◆ Passage shown
━━━━━━━━━━━━━━━━

S3 (Simple Storage Service)

S3

Stores data as objects with metadata, accessible via an API.

Key Features

Object storage
limitless storage
- No limit on the number of files you can have
Files can be uploaded/deleted/read with the console, CLI, APK, SDK, etc
Unlike EBS or EFS, it doesn’t have to be attached to a service first
Can be used by any workload, including serverless applications, data lakes, and backups
automatic scaling and low cost
- bucket storage size grows automatically as you add more objects into it, and there is virtually no limit on the bucket total storage capacity
No file system
- Even though you’re not managing a file system, there is organization
- you can and must create buckets
Storage classes
Resources
- EBS vs EFS vs S3
- S3 Transfer Acceleration

diagram
Version
- when you update a file, the new version is stored and the older version is not deleted
- This option costs extra money
Lifecycle management
- What if you have certain files that are accessed frequently first month but accessed less later?

━━━━━━━━━━━━━━━━

◆ Requirements
a) Answer these questions about the S3 notes, marking each answer to match:
(i) Which two services does S3 differ from by not having to be attached to a service first?
(ii) Under versioning, what happens to the older version when a file is updated?
(iii) How does bucket storage size change as more objects are added?
b) Resume the S3 notes after their final line, on lifecycle management.

Records held in a dataset:
━━━━━━━━━━━━━━━━

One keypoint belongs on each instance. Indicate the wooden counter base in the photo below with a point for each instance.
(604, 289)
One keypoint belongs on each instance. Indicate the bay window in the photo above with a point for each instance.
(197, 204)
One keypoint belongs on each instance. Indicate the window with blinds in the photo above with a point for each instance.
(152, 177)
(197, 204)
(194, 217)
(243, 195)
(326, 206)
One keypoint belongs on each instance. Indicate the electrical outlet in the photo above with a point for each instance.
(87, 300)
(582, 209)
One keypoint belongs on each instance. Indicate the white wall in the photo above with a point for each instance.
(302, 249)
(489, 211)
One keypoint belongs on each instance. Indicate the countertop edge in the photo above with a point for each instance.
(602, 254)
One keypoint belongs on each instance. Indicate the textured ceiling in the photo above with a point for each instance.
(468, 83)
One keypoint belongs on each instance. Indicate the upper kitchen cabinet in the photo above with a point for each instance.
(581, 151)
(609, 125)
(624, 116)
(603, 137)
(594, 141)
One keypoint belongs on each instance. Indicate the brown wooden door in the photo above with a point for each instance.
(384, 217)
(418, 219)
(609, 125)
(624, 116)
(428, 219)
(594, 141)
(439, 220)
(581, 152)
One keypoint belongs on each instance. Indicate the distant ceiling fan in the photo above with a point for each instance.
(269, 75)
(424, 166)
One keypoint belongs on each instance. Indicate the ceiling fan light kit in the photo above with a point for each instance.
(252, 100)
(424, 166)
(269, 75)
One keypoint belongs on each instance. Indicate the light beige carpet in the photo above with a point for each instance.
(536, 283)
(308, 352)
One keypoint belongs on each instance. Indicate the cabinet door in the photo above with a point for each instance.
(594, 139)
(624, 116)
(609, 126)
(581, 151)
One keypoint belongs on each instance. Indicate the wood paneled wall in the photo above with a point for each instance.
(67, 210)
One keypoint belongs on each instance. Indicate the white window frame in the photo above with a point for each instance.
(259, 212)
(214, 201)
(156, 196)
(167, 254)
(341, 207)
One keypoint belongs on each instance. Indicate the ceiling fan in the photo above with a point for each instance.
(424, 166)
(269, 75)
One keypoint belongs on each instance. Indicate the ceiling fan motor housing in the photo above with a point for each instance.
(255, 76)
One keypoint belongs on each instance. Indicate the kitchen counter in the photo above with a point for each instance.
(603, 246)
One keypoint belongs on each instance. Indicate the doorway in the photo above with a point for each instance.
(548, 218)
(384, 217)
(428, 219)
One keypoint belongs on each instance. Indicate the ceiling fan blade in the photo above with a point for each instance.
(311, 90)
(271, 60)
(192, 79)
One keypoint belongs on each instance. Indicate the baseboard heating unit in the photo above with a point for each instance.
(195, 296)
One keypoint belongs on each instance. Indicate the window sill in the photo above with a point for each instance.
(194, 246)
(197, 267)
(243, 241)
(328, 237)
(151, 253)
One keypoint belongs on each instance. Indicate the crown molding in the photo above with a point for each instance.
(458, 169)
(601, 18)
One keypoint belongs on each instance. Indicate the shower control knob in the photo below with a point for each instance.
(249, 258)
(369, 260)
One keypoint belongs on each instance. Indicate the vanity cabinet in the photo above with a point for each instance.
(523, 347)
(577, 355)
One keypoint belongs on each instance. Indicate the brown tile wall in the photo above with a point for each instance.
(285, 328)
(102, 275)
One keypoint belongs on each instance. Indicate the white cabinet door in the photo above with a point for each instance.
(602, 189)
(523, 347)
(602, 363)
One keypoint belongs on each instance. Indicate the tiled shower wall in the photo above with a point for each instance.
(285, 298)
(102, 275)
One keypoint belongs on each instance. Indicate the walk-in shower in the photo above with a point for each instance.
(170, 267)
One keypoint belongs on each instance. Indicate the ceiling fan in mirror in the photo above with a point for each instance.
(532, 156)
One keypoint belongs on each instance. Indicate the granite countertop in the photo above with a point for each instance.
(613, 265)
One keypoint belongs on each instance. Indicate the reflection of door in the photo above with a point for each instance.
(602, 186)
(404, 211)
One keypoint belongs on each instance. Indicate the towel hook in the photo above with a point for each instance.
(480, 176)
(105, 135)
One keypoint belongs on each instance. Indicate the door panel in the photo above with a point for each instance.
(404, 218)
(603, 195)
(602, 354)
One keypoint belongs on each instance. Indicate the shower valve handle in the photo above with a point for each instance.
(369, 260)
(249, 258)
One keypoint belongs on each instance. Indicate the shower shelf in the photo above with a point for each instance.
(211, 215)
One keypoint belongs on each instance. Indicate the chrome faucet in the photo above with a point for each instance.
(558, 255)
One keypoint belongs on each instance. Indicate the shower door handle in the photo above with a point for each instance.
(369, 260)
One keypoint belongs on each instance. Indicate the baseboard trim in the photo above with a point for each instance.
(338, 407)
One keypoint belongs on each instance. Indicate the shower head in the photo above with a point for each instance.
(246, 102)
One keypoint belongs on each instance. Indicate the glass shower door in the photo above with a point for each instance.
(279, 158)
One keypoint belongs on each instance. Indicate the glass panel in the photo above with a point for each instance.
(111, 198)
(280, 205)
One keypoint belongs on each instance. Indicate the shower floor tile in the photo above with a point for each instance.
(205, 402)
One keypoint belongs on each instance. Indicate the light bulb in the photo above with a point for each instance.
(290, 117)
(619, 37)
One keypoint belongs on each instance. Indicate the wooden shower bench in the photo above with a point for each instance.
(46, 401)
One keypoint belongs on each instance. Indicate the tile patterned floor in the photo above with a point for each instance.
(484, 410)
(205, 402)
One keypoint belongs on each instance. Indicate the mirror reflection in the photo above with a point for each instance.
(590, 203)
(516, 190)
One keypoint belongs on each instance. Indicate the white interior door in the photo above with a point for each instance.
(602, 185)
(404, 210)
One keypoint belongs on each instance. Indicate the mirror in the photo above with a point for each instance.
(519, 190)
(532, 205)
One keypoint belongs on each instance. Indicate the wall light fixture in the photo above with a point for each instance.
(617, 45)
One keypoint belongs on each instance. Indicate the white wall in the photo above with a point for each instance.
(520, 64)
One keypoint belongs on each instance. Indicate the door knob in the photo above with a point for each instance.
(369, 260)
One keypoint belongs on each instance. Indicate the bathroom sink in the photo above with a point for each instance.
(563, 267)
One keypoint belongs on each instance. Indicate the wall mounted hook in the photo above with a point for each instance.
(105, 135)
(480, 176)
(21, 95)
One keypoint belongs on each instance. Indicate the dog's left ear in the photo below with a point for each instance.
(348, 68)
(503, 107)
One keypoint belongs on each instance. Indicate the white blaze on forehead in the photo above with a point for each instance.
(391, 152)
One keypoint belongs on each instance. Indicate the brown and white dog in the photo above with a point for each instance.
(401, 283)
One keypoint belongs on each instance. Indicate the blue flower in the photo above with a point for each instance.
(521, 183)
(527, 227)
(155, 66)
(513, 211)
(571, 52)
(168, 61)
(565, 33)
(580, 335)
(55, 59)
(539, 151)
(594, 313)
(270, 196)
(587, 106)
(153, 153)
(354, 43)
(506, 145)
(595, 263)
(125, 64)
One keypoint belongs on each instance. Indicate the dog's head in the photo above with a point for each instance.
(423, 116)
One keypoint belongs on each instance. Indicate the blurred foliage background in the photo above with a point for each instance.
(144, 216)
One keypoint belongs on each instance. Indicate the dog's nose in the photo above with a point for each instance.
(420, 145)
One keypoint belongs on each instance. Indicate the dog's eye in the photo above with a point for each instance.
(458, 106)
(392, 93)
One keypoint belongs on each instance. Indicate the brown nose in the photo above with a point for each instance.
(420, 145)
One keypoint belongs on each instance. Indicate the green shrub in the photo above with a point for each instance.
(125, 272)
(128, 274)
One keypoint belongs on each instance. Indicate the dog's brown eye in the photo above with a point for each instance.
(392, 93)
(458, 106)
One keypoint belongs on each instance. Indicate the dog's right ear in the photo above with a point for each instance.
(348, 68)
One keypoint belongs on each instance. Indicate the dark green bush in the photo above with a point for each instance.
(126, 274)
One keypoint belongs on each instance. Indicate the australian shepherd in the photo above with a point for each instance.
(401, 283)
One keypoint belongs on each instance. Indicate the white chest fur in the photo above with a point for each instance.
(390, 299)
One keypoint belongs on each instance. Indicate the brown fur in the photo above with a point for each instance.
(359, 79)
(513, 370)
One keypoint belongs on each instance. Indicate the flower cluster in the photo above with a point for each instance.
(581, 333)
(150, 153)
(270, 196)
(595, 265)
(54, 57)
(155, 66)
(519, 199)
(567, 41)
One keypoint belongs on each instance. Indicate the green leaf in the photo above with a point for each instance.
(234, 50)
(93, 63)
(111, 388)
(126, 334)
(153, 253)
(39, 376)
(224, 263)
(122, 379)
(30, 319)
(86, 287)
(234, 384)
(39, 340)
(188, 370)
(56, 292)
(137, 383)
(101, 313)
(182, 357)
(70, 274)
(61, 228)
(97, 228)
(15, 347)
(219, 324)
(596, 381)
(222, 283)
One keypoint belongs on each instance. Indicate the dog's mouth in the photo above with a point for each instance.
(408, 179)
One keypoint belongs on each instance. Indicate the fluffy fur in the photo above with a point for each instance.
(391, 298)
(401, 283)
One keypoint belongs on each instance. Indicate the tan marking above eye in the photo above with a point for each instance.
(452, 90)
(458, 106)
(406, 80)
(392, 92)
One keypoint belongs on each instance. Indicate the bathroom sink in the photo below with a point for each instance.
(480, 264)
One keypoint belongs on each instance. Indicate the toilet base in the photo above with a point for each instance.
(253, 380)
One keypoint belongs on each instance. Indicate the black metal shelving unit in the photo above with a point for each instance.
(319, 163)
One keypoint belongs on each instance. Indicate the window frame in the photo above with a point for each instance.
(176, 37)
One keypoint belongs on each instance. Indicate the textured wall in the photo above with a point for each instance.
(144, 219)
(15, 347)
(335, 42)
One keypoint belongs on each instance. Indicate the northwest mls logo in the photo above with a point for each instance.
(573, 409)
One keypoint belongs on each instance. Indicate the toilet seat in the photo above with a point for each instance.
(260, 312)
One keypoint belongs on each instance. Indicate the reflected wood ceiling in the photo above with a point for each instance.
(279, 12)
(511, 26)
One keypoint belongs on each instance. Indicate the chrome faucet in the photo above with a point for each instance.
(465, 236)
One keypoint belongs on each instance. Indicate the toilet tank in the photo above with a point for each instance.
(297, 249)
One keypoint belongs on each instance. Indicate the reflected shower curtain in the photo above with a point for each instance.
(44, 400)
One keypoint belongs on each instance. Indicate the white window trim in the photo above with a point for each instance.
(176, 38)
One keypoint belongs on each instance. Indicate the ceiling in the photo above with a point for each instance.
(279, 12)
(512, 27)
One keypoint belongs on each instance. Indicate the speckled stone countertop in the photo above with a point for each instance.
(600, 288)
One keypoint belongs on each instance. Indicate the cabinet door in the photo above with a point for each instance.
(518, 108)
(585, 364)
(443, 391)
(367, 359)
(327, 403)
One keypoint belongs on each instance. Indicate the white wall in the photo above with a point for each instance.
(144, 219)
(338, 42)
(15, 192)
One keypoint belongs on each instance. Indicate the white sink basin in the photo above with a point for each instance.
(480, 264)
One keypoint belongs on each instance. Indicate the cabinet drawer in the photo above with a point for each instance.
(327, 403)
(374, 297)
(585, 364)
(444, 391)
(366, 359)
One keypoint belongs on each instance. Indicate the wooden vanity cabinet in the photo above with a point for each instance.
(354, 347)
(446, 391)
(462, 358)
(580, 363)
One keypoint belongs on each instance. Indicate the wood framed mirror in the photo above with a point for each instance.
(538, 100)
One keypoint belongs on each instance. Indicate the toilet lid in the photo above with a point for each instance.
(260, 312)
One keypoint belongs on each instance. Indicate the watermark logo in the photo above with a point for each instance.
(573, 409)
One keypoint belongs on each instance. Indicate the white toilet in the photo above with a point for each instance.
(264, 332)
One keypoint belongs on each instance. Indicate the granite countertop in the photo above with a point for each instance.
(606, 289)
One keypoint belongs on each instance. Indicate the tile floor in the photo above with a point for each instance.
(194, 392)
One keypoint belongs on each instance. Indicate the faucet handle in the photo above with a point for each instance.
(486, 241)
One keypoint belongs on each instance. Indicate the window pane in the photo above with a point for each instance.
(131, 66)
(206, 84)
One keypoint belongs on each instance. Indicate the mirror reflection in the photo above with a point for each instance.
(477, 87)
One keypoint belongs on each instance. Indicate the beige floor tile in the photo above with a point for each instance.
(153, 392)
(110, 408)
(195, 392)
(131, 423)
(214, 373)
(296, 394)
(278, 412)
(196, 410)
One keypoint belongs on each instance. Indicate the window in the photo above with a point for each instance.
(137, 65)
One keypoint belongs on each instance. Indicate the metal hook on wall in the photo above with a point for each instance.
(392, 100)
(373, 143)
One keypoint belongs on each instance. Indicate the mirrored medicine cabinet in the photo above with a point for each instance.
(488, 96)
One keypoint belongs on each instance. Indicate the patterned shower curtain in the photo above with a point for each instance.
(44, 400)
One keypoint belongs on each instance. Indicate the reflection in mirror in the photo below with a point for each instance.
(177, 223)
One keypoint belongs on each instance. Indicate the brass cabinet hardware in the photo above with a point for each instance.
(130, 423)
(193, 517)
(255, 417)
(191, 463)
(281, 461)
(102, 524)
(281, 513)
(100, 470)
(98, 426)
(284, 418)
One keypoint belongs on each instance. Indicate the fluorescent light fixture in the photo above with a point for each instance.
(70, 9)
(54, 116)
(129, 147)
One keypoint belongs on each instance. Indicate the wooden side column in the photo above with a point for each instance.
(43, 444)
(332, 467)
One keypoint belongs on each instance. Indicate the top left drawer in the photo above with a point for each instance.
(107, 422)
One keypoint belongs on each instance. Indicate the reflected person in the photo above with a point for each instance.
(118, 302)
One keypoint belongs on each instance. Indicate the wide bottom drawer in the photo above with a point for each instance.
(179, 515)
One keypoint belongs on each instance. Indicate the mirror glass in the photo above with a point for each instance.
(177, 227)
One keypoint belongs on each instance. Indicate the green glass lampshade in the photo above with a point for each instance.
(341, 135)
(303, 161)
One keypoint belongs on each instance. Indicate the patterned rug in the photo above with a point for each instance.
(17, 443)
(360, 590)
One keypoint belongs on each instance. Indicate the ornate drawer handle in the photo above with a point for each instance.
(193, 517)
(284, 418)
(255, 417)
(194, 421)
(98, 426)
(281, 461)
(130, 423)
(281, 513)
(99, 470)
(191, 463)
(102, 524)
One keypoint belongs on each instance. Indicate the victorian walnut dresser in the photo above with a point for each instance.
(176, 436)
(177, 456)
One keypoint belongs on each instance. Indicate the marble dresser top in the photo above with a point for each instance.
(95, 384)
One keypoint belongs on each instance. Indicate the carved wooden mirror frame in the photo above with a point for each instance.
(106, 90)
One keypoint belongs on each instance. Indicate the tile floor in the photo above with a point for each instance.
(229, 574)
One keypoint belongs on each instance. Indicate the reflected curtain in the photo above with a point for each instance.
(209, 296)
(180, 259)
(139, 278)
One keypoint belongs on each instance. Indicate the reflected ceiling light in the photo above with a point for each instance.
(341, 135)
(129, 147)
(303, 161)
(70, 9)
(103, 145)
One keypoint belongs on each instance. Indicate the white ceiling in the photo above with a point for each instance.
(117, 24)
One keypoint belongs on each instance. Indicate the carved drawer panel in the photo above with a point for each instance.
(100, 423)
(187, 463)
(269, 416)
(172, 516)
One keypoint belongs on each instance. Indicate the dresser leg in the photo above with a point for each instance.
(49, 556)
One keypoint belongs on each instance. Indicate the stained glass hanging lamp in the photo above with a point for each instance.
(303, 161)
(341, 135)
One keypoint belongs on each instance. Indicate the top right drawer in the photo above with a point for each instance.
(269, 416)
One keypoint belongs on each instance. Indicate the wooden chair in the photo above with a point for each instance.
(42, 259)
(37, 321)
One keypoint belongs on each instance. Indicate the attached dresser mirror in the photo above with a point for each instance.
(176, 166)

━━━━━━━━━━━━━━━━

◆ Answers for the tasks
a)
(i) EBS and EFS
(ii) It is not deleted; the new version is stored alongside it.
(iii) It grows automatically, with virtually no limit on the bucket's total storage capacity.

b)
- You can set certain rules which AWS will automatically transition files between classes
Inventory & Analytics
- Sometimes you wanna get an overview/summary
- Various features on top of S3 (advanced) that gives you more insights in your bucket
Compliance & object lock
- Achieving compliance if required in your company
- Telling certain files shouldn’t be deletable
Replication
- Cross bucket replication - you can set certain rules to AWS to copy different files to different buckets automatically
- Backup files — make sure your data is saved in case a bucket /file gets deleted/compromised
- Available in a single region (between buckets in same region), or cross-region (outside of current region)
Data Protection & Encryption
- File level or bucket level encryption
- Your files can be encrypted automatically when you upload them & decrypted automatically when you’re accessing them
Static website hosting
- You can put website files in there if it doesn’t have server-side code
- consists of only HTML, CSS, and JS
- Properties > enable Static Website hosting
- You can use a custom domain instead of the AWS generated one

diagram
“folders”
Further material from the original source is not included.